昔の録音機材は高価で業界人以外の人が手を出せなかったけど、今はスマートフォンがあります。PCもあるし、音質を問わなければ自宅ですぐに声が録音できる。特にここ数年のコロナ禍においては、俳優さんたちにスマホでご自宅にてお芝居を撮影した動画を送ってもらい、選考する「ビデオオーディション」がよくありました。全く同じ流れで、ナレーターさんも前原稿・仮原稿を読んだ声(仮読み)を送ってもらって、聴き比べながら判断するパターンが増えました。

今後のCM業界において、ボイスサンプルだけで決めるのは稀有なケースになっていく…と思います。サンプルに加えて仮読みをして、俳優さんと同じスタートラインと言えるのかも。クライアントさんは「昔からのやり方」なんて関係無いですからね。
· · ·
やること:
ナレーター選考をめぐる上の文章を、最後の文の次から書き継ぐこと。
· · ·
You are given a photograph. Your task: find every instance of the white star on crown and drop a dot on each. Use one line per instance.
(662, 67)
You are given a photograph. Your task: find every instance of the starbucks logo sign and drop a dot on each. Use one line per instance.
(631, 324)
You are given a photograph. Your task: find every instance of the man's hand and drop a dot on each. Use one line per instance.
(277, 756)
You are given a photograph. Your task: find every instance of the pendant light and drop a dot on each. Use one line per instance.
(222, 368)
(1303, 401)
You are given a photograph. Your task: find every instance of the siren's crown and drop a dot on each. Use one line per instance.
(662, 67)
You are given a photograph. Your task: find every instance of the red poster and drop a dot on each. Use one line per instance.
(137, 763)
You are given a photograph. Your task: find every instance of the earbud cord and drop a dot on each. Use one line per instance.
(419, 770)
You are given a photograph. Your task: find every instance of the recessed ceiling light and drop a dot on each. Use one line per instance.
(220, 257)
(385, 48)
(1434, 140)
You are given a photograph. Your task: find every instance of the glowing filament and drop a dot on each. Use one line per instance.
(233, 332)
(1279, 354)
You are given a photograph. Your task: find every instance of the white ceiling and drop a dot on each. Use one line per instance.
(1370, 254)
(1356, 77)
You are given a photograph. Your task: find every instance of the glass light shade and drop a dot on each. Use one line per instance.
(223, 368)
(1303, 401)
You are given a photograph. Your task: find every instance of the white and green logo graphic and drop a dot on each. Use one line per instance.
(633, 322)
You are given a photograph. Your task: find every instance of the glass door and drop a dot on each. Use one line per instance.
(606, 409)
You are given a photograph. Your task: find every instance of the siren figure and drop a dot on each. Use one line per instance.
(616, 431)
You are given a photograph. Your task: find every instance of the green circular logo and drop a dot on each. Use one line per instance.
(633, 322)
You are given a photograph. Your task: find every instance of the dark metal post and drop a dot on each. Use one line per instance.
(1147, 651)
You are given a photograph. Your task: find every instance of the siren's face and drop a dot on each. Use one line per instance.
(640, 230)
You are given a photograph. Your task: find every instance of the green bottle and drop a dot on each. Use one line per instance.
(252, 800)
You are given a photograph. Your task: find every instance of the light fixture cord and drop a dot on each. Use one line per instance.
· · ·
記述回答:
今後クライアントさんは「どうしてスマホで録れるのにこの人はサンプルだけなんだろう?」と、思うのではないでしょうか。サンプルだけだと仮読みより具体的なイメージがしづらくて、選外になることも増えてくるかと。この状況は、良いことだと、僕は思います。資料だけではなく、今の技量で選考に参加できるわけですから。

②キャスティングする人と繋がりを持つ

お仕事を得ていくには…やはり今も大手事務所に入ることが仕事獲得の一番の近道だと思います。ただ、事務所さんも所属の方に仮読みをしてもらって選考に出す形になる様に思います。

つまり仮読みができるナレーターさんはフリーの方でも声がかかるようになる、と考えます。「ボイスサンプルに加え前原稿の読みで判断」は選考のスタンダードになっていくのでは。

その選考の場にフリーで関わるためには、業界で信用されている優秀なキャスティングさんと繋がることなんかが大事なんじゃないでしょうか。プロデューサーさん、ディレクターさんももちろんありかと。その人がおすすめできる実力は必要ですが。

事務所さんによっては、案件次第で所属者に限らずフリーの方を選考にキャスティングするところもありますから、そこに自分から扱ってもらえる様に打診してみてはどうでしょう。自分から動かないと基本的には何も広がらないし、進まないと思います。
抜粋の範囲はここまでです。